→ ACTIVITÉ 1
Indiquez si chacune des affirmations suivantes concorde avec l’entretien sur la fermentation reproduit ci-dessous, en répondant par oui ou par non et en citant exactement les mots du texte qui tranchent. (a) L’intérêt pour la fermentation est devenu plus sérieux pendant la Covid. (b) Le film « To Jar » dure trente minutes. (c) On peut maîtriser entièrement ce que font les bactéries dans le bocal.
→ ACTIVITÉ 2
Poursuivez l’entretien sur la fermentation reproduit ci-dessous en reprenant le fil après sa dernière phrase.

→ PASSAGE À ÉTUDIER

++++

Comment avez-vous commencé à vous intéresser au processus de fermentation ?

J’ai commencé à m’intéresser plus sérieusement à la fermentation pendant la Covid. En fait, ma réaction mentale, physique et émotionnelle a été de construire un garde-manger lorsque le monde semblait incertain et je me suis retrouvé dans la cuisine, à congeler des choses, à faire fermenter des choses et à créer toutes sortes de techniques de conservation. Je pense que c’était une réaction très primaire à l’incertitude. J’ai beaucoup réfléchi, et cela a abouti à la réalisation d’un film de 20 minutes intitulé « To Jar », sur les pratiques de conservation lorsque l’avenir est incertain.

En fait, ce qui me fascine, c’est que la fermentation est une action de transformation qui est en quelque sorte initiée par l’homme, mais qui échappe ensuite à son contrôle et à sa prévisibilité. Il y a toujours des surprises qui se produisent dans le bocal. On ne peut pas contrôler complètement ce que font les bactéries à l’intérieur du bocal, le type de transformation qu’elles subissent. En revanche, ce qui me fascine, c’est la décomposition. Donc cet environnement complètement incontrôlé dans lequel les produits changent et se transforment en fonction de l’environnement, en fonction de l’air lorsqu’ils sont exposés.

Comment pensez-vous que la fermentation est liée aux thèmes plus larges de votre travail (par exemple la disparition, la mémoire) ?

++++

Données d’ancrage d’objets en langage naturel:
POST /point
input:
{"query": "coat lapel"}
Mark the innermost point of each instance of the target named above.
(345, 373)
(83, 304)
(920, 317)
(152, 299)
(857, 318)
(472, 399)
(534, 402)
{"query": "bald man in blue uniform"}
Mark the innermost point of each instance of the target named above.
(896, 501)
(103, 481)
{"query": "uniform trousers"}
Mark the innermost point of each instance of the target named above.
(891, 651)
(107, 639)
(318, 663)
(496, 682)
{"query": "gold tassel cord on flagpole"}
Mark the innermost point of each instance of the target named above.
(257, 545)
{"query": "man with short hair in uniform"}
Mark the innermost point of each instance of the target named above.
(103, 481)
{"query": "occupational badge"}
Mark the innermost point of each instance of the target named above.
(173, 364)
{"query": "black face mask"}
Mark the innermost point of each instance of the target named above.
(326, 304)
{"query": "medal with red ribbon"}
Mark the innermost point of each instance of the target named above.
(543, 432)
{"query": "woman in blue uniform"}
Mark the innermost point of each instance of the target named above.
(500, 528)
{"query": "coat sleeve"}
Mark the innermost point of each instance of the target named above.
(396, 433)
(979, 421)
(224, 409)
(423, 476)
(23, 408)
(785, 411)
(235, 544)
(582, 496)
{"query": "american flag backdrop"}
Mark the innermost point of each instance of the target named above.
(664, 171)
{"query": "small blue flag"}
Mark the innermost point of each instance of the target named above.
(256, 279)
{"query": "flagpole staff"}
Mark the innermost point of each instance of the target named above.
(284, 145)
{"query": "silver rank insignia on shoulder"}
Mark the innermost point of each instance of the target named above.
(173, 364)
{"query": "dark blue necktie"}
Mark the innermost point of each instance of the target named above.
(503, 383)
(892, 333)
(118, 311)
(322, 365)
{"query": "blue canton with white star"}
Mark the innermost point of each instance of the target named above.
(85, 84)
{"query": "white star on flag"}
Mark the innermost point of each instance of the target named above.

++++

→ RÉSULTAT OBTENU 1
(a) Oui : « J’ai commencé à m’intéresser plus sérieusement à la fermentation pendant la Covid. »
(b) Non : « un film de 20 minutes intitulé « To Jar » »
(c) Non : « On ne peut pas contrôler complètement ce que font les bactéries à l’intérieur du bocal »

→ RÉSULTAT OBTENU 2
Pour « Sour Things », je prends la fermentation et je l’examine plus en profondeur. Je m’approche des processus qui se produisent et, à partir de là, je crée des liens avec mon corps, mon environnement, mon histoire, mais aussi avec la vie, avec les relations – avec tout. Chaque espace de « Sour Things » se concentre sur une partie d’un appartement, mais il ne s’agit pas de son aspect architectural. Il s’agit des entrailles de l’espace : les entrailles du lit, les entrailles du garde-manger, les entrailles de la cuisine, les entrailles de la salle de bain, les entrailles du mur.

Quel est le lien avec la disparition ? C’est l’invisibilité de ce qui se passe à l’intérieur du bocal qui est liée à la disparition. Ce que j’aime dans la fermentation, c’est qu’elle me donne cet aspect international, global. J’aime beaucoup observer les différents modes de conservation que les différentes cultures pratiquaient en fonction de leur climat, ce qui est un savoir que nous sommes en train de perdre.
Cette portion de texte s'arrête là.